**Text provided:**

2002-10-15 Thread Maildrop


This is what I currently have.

/dev/ad0s3e   1.2G   912M   175M84%/var/log

I got a 30 count of sys rotates at ever 10 megs (newsyslog.conf), expect for
httpd* logs, I just leave them untouched for stat info and clean by hand,
right now htye are only 115 megs.

Jack

> -Original Message-
> From: [EMAIL PROTECTED]
> [mailto:[EMAIL PROTECTED]]On Behalf Of Roman V. Mashak
> Sent: Monday, October 14, 2002 9:35 PM
> To: [EMAIL PROTECTED]
> Subject: Re: monitor ALL connections to ALL ports
>
>
> On Mon, Oct 14, 2002 at 11:42:25PM +0100, Matthew Seaman wrote:
> > > I want to log all connections, regardless if they failed or
> > > successed, regardless if they have a daemon running on that port or
> > > not.

**Exercise A:**
Name every header field label that appears in the quoted message within the mailing list post.
**Exercise B:**
Select every line of the records that contains the word "after", treating uppercase and lowercase letters as different.
These records are unrelated to the mailing list post.

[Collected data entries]

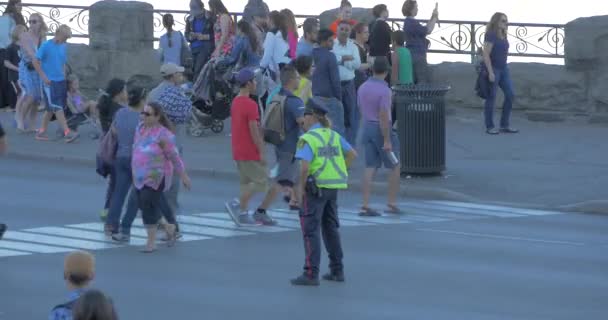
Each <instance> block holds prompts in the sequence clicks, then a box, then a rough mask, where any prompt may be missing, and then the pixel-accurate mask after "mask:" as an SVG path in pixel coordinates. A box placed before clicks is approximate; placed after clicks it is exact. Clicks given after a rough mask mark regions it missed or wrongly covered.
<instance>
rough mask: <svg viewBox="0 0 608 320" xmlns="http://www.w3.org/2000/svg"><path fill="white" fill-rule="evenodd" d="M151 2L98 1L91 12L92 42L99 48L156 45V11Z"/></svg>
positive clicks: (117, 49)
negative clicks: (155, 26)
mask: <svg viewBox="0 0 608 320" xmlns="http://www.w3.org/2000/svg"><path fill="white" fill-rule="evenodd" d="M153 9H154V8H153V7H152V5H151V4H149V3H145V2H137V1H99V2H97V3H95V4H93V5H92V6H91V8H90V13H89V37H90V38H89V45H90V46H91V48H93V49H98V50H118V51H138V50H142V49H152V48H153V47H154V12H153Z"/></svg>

==

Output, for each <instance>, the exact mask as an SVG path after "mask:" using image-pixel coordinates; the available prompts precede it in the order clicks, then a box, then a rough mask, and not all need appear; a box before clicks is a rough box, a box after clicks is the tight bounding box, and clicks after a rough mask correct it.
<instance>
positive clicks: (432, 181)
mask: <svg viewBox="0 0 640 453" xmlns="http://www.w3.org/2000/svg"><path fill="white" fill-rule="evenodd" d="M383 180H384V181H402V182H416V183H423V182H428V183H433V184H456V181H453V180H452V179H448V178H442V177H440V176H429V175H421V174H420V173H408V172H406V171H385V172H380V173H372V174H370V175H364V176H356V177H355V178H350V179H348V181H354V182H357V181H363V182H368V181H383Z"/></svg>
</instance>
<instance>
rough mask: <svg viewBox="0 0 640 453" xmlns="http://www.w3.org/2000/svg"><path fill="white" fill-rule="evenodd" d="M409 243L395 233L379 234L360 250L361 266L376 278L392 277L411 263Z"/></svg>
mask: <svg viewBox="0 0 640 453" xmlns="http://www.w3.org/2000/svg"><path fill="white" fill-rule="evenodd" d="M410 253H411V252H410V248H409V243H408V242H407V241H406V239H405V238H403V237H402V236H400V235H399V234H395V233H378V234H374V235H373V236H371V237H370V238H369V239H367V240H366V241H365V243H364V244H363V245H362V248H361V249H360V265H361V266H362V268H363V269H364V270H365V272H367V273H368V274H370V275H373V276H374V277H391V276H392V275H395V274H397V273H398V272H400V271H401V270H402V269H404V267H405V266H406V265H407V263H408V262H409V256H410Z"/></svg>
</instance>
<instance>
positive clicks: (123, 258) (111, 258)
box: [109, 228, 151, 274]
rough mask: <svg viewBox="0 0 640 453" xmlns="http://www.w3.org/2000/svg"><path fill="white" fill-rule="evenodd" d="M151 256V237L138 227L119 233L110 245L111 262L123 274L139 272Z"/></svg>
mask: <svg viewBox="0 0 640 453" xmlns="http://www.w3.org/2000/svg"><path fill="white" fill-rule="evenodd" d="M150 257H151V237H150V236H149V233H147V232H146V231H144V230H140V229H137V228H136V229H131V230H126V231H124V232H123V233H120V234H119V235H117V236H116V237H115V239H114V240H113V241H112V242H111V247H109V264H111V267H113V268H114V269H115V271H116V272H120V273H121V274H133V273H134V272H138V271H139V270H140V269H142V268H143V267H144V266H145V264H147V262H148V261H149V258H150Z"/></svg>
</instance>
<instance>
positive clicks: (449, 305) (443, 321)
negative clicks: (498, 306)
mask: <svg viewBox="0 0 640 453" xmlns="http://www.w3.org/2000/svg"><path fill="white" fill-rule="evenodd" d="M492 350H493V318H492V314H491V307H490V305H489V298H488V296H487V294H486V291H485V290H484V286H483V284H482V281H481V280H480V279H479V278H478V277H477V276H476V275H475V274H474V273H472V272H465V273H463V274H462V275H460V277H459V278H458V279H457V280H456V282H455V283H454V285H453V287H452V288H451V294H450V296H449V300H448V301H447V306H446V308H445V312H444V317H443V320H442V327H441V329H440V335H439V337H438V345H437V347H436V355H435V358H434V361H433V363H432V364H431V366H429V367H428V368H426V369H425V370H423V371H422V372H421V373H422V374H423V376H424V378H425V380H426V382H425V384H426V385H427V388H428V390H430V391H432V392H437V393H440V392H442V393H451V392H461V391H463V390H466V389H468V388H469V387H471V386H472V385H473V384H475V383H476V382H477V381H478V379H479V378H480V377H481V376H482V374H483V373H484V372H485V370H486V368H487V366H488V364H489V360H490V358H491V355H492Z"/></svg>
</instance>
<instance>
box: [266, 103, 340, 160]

**Answer A:**
From, Sent, To, Subject

**Answer B:**
Each <instance> block holds prompts in the sequence clicks, then a box, then a rough mask, where any prompt may be missing, and then the pixel-accurate mask after "mask:" as an SVG path in pixel coordinates. A box placed before clicks is approximate; placed after clicks it is exact. Clicks given after a rough mask mark regions it missed or wrongly covered.
Output, for each <instance>, the exact mask as an SVG path after "mask:" using image-pixel coordinates; the available prompts precede it in the order clicks, then a box, then a rough mask, and not all need appear; a box before clicks is a rough box, a box after clicks is the tight bounding box, and clicks after a rough mask correct it.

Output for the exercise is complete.